# [Instruction]
Reproduce the listing below line for line, with no changes.
-------- Provided entries --------
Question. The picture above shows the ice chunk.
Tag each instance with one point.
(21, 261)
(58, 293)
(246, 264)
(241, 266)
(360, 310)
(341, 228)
--------
# [Problem solution]
Question. The picture above shows the ice chunk.
Tag each instance with one point.
(21, 261)
(58, 293)
(246, 264)
(241, 266)
(360, 310)
(341, 228)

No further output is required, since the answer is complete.